Text passage Block Start

Interestingly, back then, Foreign Minister S Jaishankar also described the Huawei situation as a telecom problem, and not a political one. In January 2020, Huawei had partnered with both Airtel and Vodafone and submitted applications for 5G trials.
However, even after the situation in Ladakh in June 2020, the challenge for telecom service providers, already under pressure at the retail pricing front due to Jio’s entry, would have been the equipment replacement costs.
India’s telecom equipment market worth Rs 12,000 crore has a 25 per cent share of Chinese products that come from mainly Huawei and ZTE. With a ban on Chinese companies, the procurement cost for telecom products is estimated to rise by 15 to 20 per cent.
Within the overall network of Airtel, Huawei’s share is reportedly around 30 per cent, while for Vodafone, it is 40 per cent. The 4G network of both companies was built using mainly Huawei equipment. Only Reliance Jio has managed its operations so far without any Chinese company.

Text passage Block End
Material provided Block Start

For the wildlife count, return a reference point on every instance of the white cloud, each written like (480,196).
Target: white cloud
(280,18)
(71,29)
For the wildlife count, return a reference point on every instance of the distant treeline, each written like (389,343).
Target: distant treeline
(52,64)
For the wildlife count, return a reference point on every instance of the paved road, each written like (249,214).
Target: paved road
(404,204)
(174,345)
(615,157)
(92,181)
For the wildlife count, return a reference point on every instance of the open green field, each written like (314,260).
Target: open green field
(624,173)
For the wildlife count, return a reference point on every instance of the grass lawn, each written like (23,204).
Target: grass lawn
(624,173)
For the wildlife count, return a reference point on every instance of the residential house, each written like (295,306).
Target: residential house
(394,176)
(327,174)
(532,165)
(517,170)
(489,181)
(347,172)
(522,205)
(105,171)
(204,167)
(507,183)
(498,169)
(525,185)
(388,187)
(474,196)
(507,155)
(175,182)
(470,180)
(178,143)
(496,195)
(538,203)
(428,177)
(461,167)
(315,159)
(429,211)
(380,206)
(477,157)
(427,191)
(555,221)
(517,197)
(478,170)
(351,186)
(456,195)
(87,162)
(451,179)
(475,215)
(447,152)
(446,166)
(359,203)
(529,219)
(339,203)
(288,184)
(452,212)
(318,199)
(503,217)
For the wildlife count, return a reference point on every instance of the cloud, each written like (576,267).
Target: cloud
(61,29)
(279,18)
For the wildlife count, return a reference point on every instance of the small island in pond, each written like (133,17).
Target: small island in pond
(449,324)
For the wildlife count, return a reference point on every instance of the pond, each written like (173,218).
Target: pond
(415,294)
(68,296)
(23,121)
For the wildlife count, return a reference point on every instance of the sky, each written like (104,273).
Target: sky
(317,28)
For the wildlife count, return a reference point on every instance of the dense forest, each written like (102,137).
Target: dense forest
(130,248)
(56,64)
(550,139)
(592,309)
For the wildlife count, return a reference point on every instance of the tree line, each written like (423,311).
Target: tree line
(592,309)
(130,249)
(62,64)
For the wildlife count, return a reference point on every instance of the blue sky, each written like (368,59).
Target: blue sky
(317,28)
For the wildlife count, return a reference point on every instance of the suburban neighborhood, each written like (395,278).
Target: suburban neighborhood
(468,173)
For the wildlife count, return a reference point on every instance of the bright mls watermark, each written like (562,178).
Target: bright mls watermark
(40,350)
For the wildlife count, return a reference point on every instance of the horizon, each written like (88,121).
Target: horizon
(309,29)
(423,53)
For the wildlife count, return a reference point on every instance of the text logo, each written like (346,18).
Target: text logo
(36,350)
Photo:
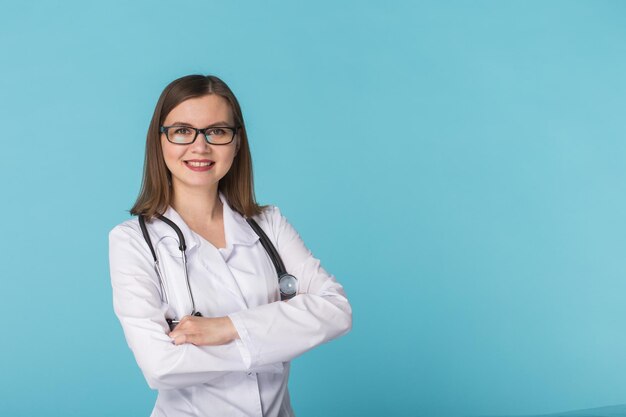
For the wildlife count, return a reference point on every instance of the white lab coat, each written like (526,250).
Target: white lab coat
(247,377)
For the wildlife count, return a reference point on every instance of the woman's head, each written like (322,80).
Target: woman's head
(202,101)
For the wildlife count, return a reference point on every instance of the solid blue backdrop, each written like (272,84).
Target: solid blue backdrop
(459,166)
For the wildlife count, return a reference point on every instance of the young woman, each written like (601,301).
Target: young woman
(215,293)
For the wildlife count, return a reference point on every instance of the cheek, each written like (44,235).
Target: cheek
(170,154)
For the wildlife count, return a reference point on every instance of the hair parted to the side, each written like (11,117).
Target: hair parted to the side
(237,185)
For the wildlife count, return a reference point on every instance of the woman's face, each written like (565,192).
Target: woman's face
(199,165)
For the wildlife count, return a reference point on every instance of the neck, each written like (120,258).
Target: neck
(197,205)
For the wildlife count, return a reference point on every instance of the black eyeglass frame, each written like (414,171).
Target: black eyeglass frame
(234,129)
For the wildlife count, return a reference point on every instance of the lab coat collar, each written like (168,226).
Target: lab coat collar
(236,229)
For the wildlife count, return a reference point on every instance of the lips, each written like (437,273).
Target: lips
(199,164)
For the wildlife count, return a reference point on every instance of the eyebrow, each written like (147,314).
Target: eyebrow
(220,123)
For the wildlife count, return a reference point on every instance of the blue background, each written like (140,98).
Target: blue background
(459,166)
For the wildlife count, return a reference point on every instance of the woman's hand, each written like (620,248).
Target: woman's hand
(204,331)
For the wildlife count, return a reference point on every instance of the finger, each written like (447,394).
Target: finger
(180,339)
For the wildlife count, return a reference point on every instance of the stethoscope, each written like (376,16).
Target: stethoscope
(287,283)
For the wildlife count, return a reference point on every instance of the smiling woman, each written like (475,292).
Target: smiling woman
(204,279)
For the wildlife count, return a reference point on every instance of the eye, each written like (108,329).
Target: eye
(181,131)
(216,131)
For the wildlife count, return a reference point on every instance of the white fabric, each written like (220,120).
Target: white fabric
(247,377)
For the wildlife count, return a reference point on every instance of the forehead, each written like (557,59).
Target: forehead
(201,111)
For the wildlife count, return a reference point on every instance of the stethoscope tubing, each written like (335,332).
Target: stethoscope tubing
(182,246)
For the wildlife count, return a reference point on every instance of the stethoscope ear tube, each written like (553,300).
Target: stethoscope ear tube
(146,236)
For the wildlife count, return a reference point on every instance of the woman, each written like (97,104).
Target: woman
(233,358)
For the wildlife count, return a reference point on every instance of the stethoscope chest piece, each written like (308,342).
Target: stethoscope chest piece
(288,285)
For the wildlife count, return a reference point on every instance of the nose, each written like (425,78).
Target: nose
(200,145)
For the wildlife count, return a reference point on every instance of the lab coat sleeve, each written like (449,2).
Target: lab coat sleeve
(137,304)
(283,330)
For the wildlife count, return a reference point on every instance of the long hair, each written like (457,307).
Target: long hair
(156,190)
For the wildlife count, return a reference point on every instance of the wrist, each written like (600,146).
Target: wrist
(230,330)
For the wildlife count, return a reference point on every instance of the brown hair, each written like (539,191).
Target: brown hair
(237,185)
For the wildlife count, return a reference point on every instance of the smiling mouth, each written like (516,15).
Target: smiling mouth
(198,164)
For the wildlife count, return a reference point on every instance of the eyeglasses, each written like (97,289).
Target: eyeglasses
(185,135)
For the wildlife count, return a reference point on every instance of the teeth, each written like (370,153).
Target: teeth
(199,164)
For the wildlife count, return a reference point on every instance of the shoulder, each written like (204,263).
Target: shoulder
(275,224)
(128,228)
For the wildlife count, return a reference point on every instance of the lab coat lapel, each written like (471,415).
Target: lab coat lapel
(214,261)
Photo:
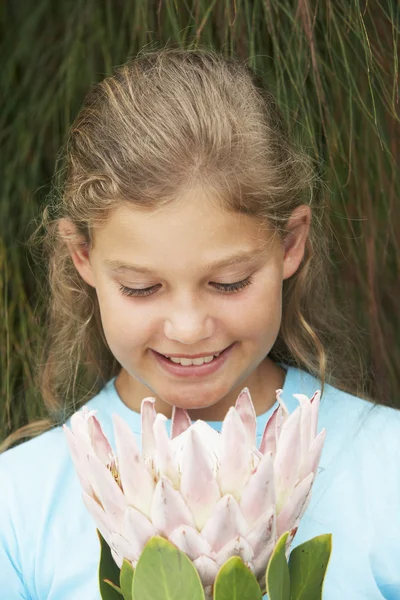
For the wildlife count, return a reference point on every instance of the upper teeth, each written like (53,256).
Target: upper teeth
(186,362)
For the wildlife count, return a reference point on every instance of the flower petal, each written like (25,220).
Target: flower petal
(314,455)
(273,427)
(191,542)
(225,523)
(169,510)
(148,416)
(164,456)
(99,441)
(259,494)
(207,569)
(295,507)
(261,561)
(104,523)
(106,489)
(198,485)
(137,482)
(287,459)
(78,453)
(137,530)
(236,547)
(245,409)
(180,421)
(236,455)
(263,532)
(122,547)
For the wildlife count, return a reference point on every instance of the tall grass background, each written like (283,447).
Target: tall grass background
(333,65)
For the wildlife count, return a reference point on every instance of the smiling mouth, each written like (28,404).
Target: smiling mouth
(194,356)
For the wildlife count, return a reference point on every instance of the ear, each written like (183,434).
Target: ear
(78,249)
(298,227)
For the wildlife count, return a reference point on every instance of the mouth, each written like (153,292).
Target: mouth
(193,370)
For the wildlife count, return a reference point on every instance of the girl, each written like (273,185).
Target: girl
(191,230)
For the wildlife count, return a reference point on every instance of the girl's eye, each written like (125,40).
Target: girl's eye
(224,287)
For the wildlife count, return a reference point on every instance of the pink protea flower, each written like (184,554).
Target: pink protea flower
(214,495)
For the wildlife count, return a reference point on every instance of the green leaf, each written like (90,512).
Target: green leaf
(307,566)
(277,574)
(235,581)
(126,579)
(114,587)
(163,572)
(108,570)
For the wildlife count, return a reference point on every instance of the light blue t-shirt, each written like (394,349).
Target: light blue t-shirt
(48,543)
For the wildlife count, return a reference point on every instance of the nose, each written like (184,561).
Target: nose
(188,322)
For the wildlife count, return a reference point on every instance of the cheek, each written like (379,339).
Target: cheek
(261,316)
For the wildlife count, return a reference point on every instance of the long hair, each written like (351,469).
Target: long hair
(165,121)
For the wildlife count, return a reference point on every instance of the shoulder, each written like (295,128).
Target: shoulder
(355,427)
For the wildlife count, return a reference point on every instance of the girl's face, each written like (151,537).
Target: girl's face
(183,303)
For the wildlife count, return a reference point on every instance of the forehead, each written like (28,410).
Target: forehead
(190,233)
(190,220)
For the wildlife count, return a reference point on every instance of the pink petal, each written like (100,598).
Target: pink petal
(282,415)
(191,542)
(287,459)
(263,531)
(305,425)
(294,509)
(246,411)
(207,569)
(164,456)
(315,402)
(259,494)
(99,441)
(236,547)
(273,427)
(169,510)
(117,558)
(268,440)
(137,530)
(122,548)
(103,522)
(106,489)
(180,421)
(236,455)
(148,416)
(79,459)
(262,559)
(198,484)
(225,523)
(137,483)
(314,455)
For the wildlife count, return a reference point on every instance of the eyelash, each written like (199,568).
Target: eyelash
(224,287)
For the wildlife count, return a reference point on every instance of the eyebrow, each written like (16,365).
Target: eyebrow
(241,257)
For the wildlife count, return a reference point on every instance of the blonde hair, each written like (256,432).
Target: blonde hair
(166,120)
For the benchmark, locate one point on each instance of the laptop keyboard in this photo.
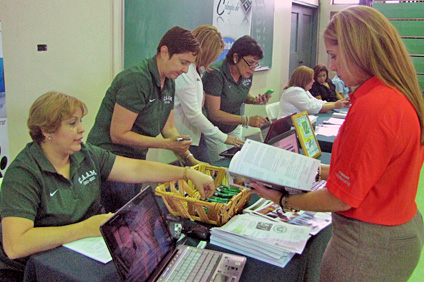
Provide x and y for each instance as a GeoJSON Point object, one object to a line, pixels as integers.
{"type": "Point", "coordinates": [195, 265]}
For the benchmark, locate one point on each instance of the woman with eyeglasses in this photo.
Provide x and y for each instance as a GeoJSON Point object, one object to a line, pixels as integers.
{"type": "Point", "coordinates": [227, 87]}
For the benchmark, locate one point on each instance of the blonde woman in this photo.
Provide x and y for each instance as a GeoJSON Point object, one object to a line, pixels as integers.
{"type": "Point", "coordinates": [51, 191]}
{"type": "Point", "coordinates": [296, 97]}
{"type": "Point", "coordinates": [188, 116]}
{"type": "Point", "coordinates": [377, 156]}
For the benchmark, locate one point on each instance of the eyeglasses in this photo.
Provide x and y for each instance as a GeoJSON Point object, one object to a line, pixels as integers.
{"type": "Point", "coordinates": [253, 67]}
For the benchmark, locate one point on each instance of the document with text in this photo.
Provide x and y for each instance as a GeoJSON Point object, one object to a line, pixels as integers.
{"type": "Point", "coordinates": [272, 166]}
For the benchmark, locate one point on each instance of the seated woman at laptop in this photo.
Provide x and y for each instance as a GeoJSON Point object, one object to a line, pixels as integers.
{"type": "Point", "coordinates": [51, 191]}
{"type": "Point", "coordinates": [377, 156]}
{"type": "Point", "coordinates": [296, 97]}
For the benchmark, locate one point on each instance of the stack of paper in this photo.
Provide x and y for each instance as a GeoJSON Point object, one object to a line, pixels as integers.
{"type": "Point", "coordinates": [261, 238]}
{"type": "Point", "coordinates": [268, 209]}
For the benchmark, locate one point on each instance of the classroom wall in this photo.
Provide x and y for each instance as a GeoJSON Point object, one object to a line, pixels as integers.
{"type": "Point", "coordinates": [84, 54]}
{"type": "Point", "coordinates": [325, 10]}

Material provided Block End

§ Complete the following
a) In the passage on Huawei equipment in India's telecom networks, what is Huawei's share of Vodafone's overall network?
b) Pick up the passage on Huawei equipment in India's telecom networks after its last sentence and continue it.

§ Responses to the exercise
a) 40 percent.

b)
However, even with an uptick in costs for the TSPs, the call by the government of India is justified.
Firstly, the obvious question is that of cybersecurity. Earlier this month, General Bipin Rawat spoke about China’s capacity to launch cyber attacks that can disrupt defence operations across India.
A US-based cybersecurity firm, Recorded Future, has remarked that India’s power sector is under cyber threat from China. In his column in October 2019, the author also pointed out the long-term security threat from Huawei, given its closeness to the Communist Party of China.
When it comes to the 5G equipment procurement prospects, India needs to follow the Reliance model of creating indigenous technology or sourcing it from Europe instead of relying heavily on China’s Huawei or ZTE, as Airtel and Vodafone did for their 4G networks.
As a nation, we are already guilty of not investing in the research, development, and manufacturing of critical equipment. Having low-cost imports from China would amplify the problem of import dependency, as the US is witnessing with semiconductors right now.
Thus, Huawei’s consolidation would only follow the entry of other Chinese industries in India. This would aid Xi Jinping’s ‘Make in China 2025’ plan and lead to a consolidation of other industries in India for critical equipment.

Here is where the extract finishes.